TEXT EXTRACT
UNITED NATIONS: The United States on Wednesday announced sanctions on Chinese companies for buying Iranian oil, stepping up pressure despite European attempts to arrange talks between Washington and Tehran.
Speaking to a pressure group opposed to the Iranian regime on the sidelines of the United Nations, Pompeo said the actions were in response to violations of unilateral US sanctions.
The US Treasury Department announced that it placing sanctions on five Chinese nationals and six entities, including two Cosco Shipping Corporation subsidiaries.
“We’re telling China, and all nations — know that we will sanction every violation of sanctions of all activity,” Pompeo told United Against a Nuclear Iran.
He said that sanctions were being placed both on the companies and on their chief executives.
Pompeo said that the United States was also aiming to split the elite Revolutionary Guards from the rest of the Iranian company.

THINGS TO DO
1. Count the lines in the entries below that contain the string "brick", and give only that number.
2. Please continue the news report above on US sanctions against Chinese companies over Iranian oil, picking up after its final sentence.

Excerpts from annotation records:
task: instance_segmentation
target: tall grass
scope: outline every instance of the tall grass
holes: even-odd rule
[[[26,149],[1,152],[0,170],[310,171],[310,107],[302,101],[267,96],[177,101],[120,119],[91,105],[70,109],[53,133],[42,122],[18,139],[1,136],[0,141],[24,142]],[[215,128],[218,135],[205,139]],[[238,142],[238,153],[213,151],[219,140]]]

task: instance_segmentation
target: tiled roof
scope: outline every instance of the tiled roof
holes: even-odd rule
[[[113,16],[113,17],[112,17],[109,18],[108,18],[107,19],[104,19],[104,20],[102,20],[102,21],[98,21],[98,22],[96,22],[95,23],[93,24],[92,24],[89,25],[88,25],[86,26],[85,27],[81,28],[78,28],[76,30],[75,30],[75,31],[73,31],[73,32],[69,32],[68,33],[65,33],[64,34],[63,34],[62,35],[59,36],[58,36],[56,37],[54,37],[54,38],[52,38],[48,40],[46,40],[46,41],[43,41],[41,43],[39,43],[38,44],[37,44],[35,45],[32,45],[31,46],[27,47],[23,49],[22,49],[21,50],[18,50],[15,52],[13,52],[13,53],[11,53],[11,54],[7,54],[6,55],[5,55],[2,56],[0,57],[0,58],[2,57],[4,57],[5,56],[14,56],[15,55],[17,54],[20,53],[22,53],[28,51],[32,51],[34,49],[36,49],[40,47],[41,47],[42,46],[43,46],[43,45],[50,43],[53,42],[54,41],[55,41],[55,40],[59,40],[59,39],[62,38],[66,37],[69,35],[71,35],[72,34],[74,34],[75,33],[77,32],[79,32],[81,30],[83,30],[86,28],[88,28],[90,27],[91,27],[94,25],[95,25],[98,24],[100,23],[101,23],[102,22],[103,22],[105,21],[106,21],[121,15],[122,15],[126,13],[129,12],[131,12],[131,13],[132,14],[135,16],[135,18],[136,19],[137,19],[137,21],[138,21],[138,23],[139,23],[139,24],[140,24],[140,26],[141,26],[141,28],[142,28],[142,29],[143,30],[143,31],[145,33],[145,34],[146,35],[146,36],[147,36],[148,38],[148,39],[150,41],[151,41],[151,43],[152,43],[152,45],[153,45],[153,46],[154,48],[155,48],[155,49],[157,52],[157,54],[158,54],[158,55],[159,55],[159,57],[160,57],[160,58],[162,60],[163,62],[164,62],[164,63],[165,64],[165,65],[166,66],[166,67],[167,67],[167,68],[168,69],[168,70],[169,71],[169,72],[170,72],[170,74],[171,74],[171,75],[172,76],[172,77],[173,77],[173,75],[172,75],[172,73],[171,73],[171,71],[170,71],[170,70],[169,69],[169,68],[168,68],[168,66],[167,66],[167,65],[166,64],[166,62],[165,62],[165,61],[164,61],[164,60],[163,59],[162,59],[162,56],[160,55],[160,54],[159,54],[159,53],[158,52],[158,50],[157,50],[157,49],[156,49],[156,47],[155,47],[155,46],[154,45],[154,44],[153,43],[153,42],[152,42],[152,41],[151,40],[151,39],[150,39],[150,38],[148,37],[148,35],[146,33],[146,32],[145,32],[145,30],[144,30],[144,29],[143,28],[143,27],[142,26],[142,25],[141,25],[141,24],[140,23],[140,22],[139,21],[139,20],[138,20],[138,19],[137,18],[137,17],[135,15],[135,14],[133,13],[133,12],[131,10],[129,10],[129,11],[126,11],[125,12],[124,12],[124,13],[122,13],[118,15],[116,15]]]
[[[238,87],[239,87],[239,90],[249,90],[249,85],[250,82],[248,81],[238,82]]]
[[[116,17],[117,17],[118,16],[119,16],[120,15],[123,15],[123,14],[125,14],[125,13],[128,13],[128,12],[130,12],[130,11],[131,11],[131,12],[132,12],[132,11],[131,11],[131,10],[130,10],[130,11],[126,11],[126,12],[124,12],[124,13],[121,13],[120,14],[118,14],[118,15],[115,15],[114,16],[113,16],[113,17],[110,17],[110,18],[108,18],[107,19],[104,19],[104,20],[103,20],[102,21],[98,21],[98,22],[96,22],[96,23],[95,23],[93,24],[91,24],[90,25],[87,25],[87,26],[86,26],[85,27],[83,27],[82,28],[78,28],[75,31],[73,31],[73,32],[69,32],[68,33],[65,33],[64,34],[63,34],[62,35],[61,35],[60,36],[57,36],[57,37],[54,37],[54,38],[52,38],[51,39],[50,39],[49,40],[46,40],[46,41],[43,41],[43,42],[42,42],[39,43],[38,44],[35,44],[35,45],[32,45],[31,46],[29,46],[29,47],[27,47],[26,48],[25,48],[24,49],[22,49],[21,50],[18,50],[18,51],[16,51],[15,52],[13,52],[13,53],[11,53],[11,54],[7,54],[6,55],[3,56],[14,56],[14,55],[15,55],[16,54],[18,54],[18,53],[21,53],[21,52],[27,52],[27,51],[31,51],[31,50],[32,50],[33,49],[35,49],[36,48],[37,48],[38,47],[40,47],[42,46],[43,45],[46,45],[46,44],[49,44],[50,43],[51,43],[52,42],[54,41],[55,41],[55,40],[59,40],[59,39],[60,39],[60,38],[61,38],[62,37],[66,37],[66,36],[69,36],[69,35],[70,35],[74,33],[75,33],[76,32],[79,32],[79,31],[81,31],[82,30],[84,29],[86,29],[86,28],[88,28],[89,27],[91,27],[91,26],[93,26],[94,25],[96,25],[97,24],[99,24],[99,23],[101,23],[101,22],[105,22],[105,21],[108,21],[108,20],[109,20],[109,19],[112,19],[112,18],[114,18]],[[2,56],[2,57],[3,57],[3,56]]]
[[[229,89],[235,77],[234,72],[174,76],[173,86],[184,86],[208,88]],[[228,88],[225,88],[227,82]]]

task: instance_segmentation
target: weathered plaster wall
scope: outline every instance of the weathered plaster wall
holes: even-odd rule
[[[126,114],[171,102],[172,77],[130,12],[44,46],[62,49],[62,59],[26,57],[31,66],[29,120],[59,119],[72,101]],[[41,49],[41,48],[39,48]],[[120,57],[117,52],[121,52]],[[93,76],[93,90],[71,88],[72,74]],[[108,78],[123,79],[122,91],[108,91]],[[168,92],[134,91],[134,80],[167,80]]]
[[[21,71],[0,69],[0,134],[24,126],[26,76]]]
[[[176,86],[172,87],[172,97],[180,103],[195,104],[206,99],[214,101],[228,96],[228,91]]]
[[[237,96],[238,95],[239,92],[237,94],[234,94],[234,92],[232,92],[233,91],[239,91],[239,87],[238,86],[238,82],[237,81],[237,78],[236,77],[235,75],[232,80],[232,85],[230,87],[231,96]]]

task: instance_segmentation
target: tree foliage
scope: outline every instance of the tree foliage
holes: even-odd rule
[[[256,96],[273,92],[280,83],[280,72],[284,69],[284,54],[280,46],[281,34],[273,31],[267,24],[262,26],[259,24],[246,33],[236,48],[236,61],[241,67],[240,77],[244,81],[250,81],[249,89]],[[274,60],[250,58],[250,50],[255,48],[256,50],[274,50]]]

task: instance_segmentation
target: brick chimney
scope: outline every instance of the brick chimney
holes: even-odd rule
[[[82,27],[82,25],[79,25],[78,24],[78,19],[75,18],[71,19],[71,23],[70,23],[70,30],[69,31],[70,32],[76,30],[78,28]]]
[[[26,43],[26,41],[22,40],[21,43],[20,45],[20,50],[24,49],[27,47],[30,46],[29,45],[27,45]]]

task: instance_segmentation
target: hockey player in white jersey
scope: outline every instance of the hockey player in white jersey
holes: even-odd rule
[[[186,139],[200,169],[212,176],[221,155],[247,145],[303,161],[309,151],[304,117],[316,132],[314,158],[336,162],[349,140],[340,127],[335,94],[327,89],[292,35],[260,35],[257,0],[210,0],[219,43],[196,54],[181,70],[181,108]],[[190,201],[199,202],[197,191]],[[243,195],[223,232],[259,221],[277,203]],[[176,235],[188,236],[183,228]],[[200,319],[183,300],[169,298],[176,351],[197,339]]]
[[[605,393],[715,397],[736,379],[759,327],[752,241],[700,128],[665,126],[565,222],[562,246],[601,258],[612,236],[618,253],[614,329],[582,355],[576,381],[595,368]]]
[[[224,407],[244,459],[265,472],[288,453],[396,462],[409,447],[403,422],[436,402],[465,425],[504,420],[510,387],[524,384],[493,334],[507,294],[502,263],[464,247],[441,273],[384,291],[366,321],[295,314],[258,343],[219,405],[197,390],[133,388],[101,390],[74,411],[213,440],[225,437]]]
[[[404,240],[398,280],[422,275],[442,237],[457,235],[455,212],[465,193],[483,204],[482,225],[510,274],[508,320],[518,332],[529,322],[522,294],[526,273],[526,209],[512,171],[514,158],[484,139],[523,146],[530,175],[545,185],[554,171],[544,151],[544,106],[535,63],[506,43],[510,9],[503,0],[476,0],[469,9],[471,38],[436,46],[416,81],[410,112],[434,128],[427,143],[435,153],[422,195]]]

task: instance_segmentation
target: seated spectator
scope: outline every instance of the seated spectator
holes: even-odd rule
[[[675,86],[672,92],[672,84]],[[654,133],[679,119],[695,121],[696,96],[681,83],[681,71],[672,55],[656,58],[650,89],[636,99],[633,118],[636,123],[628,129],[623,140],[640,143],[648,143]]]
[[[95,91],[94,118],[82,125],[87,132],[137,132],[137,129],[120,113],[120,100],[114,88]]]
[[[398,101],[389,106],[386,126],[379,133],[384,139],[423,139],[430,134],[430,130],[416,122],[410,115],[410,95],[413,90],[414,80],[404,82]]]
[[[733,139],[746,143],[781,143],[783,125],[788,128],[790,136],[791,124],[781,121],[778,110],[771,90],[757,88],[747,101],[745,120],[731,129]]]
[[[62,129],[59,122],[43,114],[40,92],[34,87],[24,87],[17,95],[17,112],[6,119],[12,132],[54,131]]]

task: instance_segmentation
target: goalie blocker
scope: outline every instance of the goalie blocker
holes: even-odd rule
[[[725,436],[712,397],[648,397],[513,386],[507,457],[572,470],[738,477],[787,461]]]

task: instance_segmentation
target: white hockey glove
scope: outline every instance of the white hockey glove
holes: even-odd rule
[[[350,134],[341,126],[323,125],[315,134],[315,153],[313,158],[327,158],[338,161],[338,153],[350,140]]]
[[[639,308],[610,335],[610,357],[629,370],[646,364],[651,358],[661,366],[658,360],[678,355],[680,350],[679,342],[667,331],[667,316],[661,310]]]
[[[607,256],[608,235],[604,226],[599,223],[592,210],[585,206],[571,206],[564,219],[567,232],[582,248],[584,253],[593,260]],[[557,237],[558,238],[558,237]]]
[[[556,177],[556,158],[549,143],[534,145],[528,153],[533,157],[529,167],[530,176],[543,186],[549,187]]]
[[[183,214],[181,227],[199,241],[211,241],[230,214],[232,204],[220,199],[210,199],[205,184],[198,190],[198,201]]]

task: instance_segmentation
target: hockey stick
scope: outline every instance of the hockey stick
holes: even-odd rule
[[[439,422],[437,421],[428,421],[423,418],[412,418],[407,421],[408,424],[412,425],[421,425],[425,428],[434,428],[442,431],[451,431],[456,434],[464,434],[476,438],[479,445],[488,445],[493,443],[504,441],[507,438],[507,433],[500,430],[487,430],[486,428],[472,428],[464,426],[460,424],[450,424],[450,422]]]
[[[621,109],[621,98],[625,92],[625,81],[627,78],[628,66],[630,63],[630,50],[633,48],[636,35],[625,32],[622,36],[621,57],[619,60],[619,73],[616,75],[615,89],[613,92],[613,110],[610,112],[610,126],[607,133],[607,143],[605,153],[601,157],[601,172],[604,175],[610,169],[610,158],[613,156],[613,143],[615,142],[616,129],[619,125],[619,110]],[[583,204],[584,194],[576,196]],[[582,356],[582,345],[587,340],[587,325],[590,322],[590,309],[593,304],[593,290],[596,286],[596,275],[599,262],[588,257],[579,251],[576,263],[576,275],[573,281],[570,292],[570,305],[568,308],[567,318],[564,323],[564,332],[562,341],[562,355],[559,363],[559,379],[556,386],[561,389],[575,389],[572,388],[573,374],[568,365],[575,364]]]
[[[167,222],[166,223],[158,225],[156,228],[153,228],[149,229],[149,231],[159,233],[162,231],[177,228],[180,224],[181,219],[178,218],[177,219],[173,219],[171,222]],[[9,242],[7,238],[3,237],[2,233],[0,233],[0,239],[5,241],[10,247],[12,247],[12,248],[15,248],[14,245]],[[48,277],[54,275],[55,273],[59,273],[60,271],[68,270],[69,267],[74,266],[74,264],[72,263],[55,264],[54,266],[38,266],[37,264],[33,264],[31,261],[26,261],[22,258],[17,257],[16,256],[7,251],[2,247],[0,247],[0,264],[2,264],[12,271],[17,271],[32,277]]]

TASK-BY-TASK ANSWERS
1. 2

2.
The unit, known formally as the Islamic Revolutionary Guard Corps (IRGC), is in charge of protecting the regime and has vast business holdings.
Attacks on Sept. 14 on the oil facilities of Saudi Arabia, widely blamed on Iran, have rattled the Middle East and raised concerns about a broader war. Iran denies involvement.
“The more Iran lashes out the greater our pressure will and should be,” Pompeo said. “That path forward begins now with two new actions.”
“The United States will intensify our efforts to educate countries and companies on the risk of doing business with IRGC entities, and we will punish them if they persist in defiance of our warnings,” Pompeo said.
The actions come as France leads last-minute efforts to arrange a meeting at the United Nations between US President Donald Trump and his Iranian counterpart Hassan Rouhani to defuse tensions.
In a speech to the annual gathering of world leaders on Tuesday, US President Donald Trump promised to keep trying to squeeze Iran’s economy with sanctions until Tehran agrees to give up what Washington says is a pursuit of nuclear weapons.
Iran has said its nuclear program has always been for peaceful purposes only.
Last year Trump withdrew from a 2015 international accord with Iran which had put limits on Tehran’s nuclear program in exchange for sanctions relief.

(With AFP and Reuters)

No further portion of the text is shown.